Copy out the entries below, swapping every "one point per instance" for "a single point for each instance" and leaving everything else unchanged. Leave the pictures out of your answer.
>> START Supplied entries
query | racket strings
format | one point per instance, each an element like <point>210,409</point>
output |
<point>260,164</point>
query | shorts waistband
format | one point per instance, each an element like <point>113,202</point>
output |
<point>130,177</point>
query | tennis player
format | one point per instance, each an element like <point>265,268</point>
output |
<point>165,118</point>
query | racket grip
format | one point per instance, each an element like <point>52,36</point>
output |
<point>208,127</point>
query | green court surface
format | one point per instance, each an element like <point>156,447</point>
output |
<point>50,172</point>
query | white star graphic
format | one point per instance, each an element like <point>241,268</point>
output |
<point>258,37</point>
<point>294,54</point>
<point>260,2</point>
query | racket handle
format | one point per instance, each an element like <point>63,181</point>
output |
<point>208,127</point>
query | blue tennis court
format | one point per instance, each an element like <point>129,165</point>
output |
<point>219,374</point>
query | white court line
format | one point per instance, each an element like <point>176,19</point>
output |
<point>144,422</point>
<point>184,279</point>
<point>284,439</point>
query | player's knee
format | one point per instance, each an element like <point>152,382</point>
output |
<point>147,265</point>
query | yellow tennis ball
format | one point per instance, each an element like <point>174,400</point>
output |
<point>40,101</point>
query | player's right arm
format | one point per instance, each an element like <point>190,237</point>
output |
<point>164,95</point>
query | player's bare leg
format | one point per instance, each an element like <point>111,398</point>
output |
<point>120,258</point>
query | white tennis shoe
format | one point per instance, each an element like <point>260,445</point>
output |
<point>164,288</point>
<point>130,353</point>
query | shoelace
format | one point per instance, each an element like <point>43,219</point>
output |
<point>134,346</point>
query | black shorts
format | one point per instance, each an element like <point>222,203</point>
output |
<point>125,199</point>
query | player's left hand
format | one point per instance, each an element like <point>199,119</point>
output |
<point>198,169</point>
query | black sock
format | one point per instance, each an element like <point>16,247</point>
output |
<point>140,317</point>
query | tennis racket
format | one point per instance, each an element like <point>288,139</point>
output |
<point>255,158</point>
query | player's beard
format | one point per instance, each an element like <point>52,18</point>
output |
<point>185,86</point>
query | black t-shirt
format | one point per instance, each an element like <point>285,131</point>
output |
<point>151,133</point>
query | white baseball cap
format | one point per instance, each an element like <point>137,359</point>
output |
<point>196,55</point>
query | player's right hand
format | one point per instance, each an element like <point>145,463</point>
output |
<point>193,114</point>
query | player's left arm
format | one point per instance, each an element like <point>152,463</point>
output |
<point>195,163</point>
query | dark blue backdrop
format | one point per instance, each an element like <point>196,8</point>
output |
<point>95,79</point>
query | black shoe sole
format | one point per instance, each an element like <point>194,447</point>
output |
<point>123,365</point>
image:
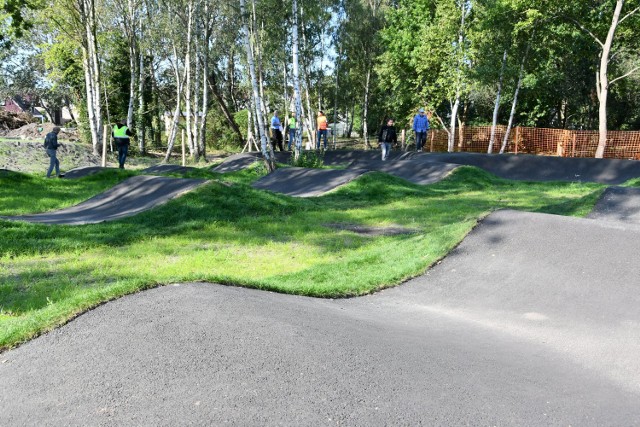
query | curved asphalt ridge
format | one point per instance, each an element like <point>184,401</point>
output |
<point>303,182</point>
<point>236,162</point>
<point>84,171</point>
<point>130,197</point>
<point>532,320</point>
<point>546,168</point>
<point>159,169</point>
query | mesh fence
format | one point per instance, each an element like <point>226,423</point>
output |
<point>554,142</point>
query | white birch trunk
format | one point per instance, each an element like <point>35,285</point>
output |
<point>176,114</point>
<point>310,117</point>
<point>507,132</point>
<point>93,74</point>
<point>141,105</point>
<point>451,135</point>
<point>296,80</point>
<point>365,110</point>
<point>602,81</point>
<point>187,83</point>
<point>267,151</point>
<point>202,145</point>
<point>496,108</point>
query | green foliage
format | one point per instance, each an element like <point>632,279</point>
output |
<point>251,238</point>
<point>220,136</point>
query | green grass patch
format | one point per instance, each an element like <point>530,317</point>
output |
<point>228,232</point>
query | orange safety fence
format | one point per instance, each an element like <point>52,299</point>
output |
<point>553,142</point>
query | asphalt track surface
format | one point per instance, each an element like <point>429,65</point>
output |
<point>84,171</point>
<point>160,169</point>
<point>130,197</point>
<point>545,168</point>
<point>532,320</point>
<point>302,182</point>
<point>236,162</point>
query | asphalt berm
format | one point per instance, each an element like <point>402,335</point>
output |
<point>532,320</point>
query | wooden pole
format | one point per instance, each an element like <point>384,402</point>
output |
<point>105,135</point>
<point>184,157</point>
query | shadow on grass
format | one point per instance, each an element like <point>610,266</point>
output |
<point>258,216</point>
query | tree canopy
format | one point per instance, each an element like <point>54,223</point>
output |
<point>166,65</point>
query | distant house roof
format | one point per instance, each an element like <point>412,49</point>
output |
<point>18,104</point>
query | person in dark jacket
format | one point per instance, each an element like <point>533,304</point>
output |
<point>420,128</point>
<point>51,146</point>
<point>121,135</point>
<point>386,137</point>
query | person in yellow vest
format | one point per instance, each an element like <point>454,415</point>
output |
<point>322,130</point>
<point>121,135</point>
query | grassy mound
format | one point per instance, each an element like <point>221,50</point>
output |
<point>228,232</point>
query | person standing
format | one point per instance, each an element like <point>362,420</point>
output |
<point>322,130</point>
<point>386,137</point>
<point>420,128</point>
<point>292,131</point>
<point>276,131</point>
<point>51,146</point>
<point>121,135</point>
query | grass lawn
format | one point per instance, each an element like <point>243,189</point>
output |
<point>234,234</point>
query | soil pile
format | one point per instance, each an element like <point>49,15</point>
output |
<point>10,120</point>
<point>38,131</point>
<point>30,157</point>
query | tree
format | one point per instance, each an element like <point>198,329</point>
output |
<point>606,53</point>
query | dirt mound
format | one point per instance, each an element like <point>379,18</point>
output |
<point>38,131</point>
<point>10,120</point>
>> END Supplied entries
**Result below:**
query | racket strings
format | a single point for each instance, each an element like <point>210,409</point>
output |
<point>260,164</point>
query | shorts waistband
format | a single point for each instance, each an element like <point>113,202</point>
output |
<point>130,177</point>
query | tennis player
format | a single point for each instance, each an element like <point>265,268</point>
output |
<point>165,118</point>
query | racket grip
format | a single point for each instance, each an element like <point>52,36</point>
output |
<point>208,127</point>
query | green court surface
format | a single point for each instance, each an element like <point>156,447</point>
output |
<point>50,172</point>
query | white star graphic
format | a single point for each instance, each an element like <point>241,268</point>
output |
<point>258,37</point>
<point>294,54</point>
<point>260,2</point>
query | racket handle
format | a single point for each instance, each an element like <point>63,181</point>
output |
<point>208,127</point>
query | blue tennis court
format | a single point for each instance, each an element like <point>129,165</point>
output |
<point>219,374</point>
query | white court line
format | a single point for each instance, each an element like <point>176,19</point>
output |
<point>144,422</point>
<point>184,279</point>
<point>284,439</point>
query | player's knee
format | a single point for each instance, each an element like <point>152,382</point>
output |
<point>147,265</point>
query | yellow tennis ball
format | a single point for each instance, each an element like <point>174,400</point>
output |
<point>40,101</point>
query | player's right arm
format | a single point for each instance, each an element like <point>190,237</point>
output |
<point>164,95</point>
query | player's bare leg
format | a single point for each instance, each an element like <point>111,398</point>
output |
<point>120,258</point>
query | white tennis shoe
format | a single point for each instance, each an element like <point>260,445</point>
output |
<point>164,288</point>
<point>130,353</point>
query | shoelace
format | a single point for each instance, each an element like <point>43,219</point>
output |
<point>134,346</point>
query | black shorts
format | a single point for each instance, each an element like <point>222,203</point>
output |
<point>125,199</point>
query | player's left hand
format | a single point for each instance, each an element like <point>199,119</point>
output |
<point>198,169</point>
query | black sock
format | a single point for each instance, each an element like <point>16,247</point>
output |
<point>140,317</point>
query | tennis racket
format | a single point for each instance, each an element like <point>288,139</point>
output |
<point>255,158</point>
query | player's beard
format | a single point for each instance, each an element like <point>52,18</point>
output |
<point>185,86</point>
query | black t-shirt
format | a single point for each instance, each an element like <point>285,131</point>
output |
<point>151,133</point>
query | white baseball cap
format | a single point for each instance, each an element like <point>137,359</point>
output |
<point>196,55</point>
query | player's right hand
format | a single point for each instance, each an element like <point>145,463</point>
output |
<point>193,114</point>
query | player's left arm
format | a single point for each instance, each an element like <point>152,463</point>
output |
<point>195,163</point>
query | dark blue backdrop
format | a single point for each instance, each an element like <point>196,8</point>
output |
<point>95,79</point>
query | black shoe sole
format | a single point for each instance, each an element like <point>194,447</point>
output |
<point>123,365</point>
image:
query | curved asphalt ridge
format | a single point for each instance, each an element like <point>184,401</point>
output |
<point>303,182</point>
<point>236,162</point>
<point>84,171</point>
<point>130,197</point>
<point>532,320</point>
<point>546,168</point>
<point>159,169</point>
query | mesh fence
format | a single point for each instance, each an element like <point>226,423</point>
output |
<point>554,142</point>
query | white birch trunk
format | a single point for each instance, each an element like <point>35,285</point>
output |
<point>176,114</point>
<point>310,117</point>
<point>507,132</point>
<point>93,74</point>
<point>141,105</point>
<point>451,135</point>
<point>296,80</point>
<point>365,110</point>
<point>602,81</point>
<point>187,83</point>
<point>267,151</point>
<point>202,145</point>
<point>496,108</point>
query | green foliage
format | a single point for each instance, each an element like <point>632,279</point>
output |
<point>251,238</point>
<point>220,136</point>
query | green grass patch
format | a single point for each instance, each an element like <point>530,317</point>
output |
<point>228,232</point>
query | orange safety fence
format | a single point for each instance, each an element like <point>52,299</point>
output |
<point>553,142</point>
query | asphalt track surface
format | a single point for each instance, each an element like <point>429,65</point>
output |
<point>84,171</point>
<point>160,169</point>
<point>130,197</point>
<point>545,168</point>
<point>532,320</point>
<point>302,182</point>
<point>236,162</point>
query | asphalt berm
format | a single point for each instance, each an element like <point>402,335</point>
output |
<point>532,320</point>
query | wooden pole
format | a single point for each instance, each an element like <point>384,402</point>
output |
<point>105,135</point>
<point>184,157</point>
query | shadow on grass
format | a single point for each instance, each an element like <point>610,266</point>
output |
<point>258,216</point>
query | tree canopy
format | a single point for each instance, each an element like <point>54,223</point>
output |
<point>166,65</point>
query | distant house roof
format | a single point for each instance, each an element like <point>412,49</point>
output |
<point>18,104</point>
query | person in dark jacket
format | a single point for each instance, each an element like <point>533,304</point>
output |
<point>420,128</point>
<point>51,146</point>
<point>121,135</point>
<point>386,137</point>
query | person in yellow vest
format | a single point for each instance, each an element like <point>454,415</point>
output |
<point>322,130</point>
<point>121,135</point>
query | grassy mound
format | a single point for each instance, each an element like <point>221,50</point>
output |
<point>228,232</point>
query | person standing
format | a single point for each instance, each an element like <point>362,420</point>
output |
<point>322,130</point>
<point>386,137</point>
<point>420,128</point>
<point>292,131</point>
<point>276,131</point>
<point>51,146</point>
<point>121,135</point>
query | grass lawn
format | a single point for each instance, each an element like <point>243,189</point>
output |
<point>234,234</point>
query | soil pile
format | a single point for each instance, each an element like <point>49,15</point>
output |
<point>10,120</point>
<point>38,131</point>
<point>30,157</point>
query | tree
format | a single point for each instance, each an element like <point>198,329</point>
output |
<point>606,53</point>
query | dirt mound
format | a single point for each instance, each an element like <point>379,18</point>
output |
<point>38,131</point>
<point>10,120</point>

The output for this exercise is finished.